- [REQUIREMENT 1]:
According to the post on removing opportunity attacks, what is the limit on the number of opportunity actions a character can take in one round?

- [SUPPLIED TEXT]:

Proposed Rule Change:
Remove Opportunity Attacks

The way I see it, if we can’t adjudicate a rule fairly then why bother having it at all? It just bogs everything down. I’ve never liked the mechanic, so let’s just ditch it. Is this too extreme? Is there a solution within the rules that I am not seeing? If you can think of a way around the problem then tell me, we’ll discuss it.

I know what you’re thinking: opportunity attacks are fundamental to the game.  Remove them and the house of cards that is D&D 4e begins to totter. Literally dozens of powers, features, feats and other abilities rely on the Opportunity Attack mechanic. Removing opportunity attacks invalidates those abilities – so I am faced with the prospect of either excising those abilities from the game, or modifying them so they are thematically similar, but no longer reference opportunity attacks. This is the problem we face with any major change to the rules. Start picking at one thing, and suddenly you are unravelling a whole range of seemingly unrelated rules. The question is whether the work we need to do to remove opportunity attacks is worth it.

However, for the purposes of this post I am going to assume that we have decided to remove opportunity attacks. I will investigate the ramifications of this, and list suggested fixes for the problem powers, traits and feats in the core rules. Please feel free to comment on all or any of this. It’s what the blog is for.

Opportunity Attack vs Opportunity Action

Opportunity actions are free actions that a character can take at any point in a combat round. Opportunity actions require a triggering condition, and there is no limit to the number of opportunity actions a character can take in one round. Opportunity Attacks are merely a type of opportunity action. Even if we get rid of opportunity attacks, we cannot get rid of opportunity actions. They are still important to the game. This may not sound like a big deal, but I can assure that it is important for the wider coherence of 4e.

Opportunity Attacks Transformed

At present there are a number of tactics and move-related actions that provoke opportunity attacks. Additionally, there are feats, powers, racial traits, monster abilities, magic items and more than reference opportunity attacks in some way. In removing opportunity attacks I have to be consistant, therefore all of these rules will be altered in one (or more) of three ways:

  1. If you are granted a modifier to hit or defence against opportunity attacks, then this modifier may apply instead to all attacks or actions in the Surprise Round.

- [STORED DATA]:
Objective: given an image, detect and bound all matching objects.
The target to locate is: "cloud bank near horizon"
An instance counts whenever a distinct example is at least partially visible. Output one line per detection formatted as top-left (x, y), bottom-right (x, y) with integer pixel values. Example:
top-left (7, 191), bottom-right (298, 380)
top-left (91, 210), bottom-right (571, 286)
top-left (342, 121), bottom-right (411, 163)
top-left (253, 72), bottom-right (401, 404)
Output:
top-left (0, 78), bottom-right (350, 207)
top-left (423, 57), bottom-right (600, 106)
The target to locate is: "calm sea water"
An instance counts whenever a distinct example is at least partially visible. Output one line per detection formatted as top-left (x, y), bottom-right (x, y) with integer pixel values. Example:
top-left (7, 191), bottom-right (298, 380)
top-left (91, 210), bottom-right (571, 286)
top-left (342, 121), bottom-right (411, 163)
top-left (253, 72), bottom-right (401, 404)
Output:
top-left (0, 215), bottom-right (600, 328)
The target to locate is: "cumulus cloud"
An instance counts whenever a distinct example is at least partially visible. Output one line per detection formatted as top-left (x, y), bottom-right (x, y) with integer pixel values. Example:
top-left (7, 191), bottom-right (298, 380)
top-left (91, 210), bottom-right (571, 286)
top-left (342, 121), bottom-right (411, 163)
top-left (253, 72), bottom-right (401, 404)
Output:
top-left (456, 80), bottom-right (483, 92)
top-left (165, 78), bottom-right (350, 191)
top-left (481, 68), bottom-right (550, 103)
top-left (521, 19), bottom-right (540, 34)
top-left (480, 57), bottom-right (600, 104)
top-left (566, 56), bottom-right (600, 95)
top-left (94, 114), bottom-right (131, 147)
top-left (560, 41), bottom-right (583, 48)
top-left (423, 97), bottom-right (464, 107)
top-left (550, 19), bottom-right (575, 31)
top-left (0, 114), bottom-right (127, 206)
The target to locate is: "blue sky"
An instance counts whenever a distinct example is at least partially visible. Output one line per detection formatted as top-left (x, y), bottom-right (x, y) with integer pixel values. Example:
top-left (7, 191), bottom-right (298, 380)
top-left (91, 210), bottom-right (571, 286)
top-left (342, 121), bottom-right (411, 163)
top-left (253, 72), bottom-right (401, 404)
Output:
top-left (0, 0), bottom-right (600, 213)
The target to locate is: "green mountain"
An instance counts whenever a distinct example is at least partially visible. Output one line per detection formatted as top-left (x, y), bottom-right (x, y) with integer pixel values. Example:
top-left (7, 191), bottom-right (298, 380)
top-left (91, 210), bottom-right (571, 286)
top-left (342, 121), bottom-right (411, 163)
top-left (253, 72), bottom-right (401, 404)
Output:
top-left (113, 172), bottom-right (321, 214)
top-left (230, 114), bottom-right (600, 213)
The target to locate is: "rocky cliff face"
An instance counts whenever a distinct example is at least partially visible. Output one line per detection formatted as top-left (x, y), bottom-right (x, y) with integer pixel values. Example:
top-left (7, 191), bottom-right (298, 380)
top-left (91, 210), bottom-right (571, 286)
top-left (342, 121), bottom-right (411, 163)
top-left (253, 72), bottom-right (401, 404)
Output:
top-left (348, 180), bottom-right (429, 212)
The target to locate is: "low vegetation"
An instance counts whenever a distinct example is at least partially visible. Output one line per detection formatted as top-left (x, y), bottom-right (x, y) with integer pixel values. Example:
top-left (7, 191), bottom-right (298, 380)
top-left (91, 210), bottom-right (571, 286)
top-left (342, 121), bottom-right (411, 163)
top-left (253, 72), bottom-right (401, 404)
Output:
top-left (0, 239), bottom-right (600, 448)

- [REQUIREMENT 2]:
Gather every line of the rows that contains the word "locate", and copy each one in full.

- [EXERCISE OUTPUT 1]:
There is no limit.

- [EXERCISE OUTPUT 2]:
The target to locate is: "cloud bank near horizon"
The target to locate is: "calm sea water"
The target to locate is: "cumulus cloud"
The target to locate is: "blue sky"
The target to locate is: "green mountain"
The target to locate is: "rocky cliff face"
The target to locate is: "low vegetation"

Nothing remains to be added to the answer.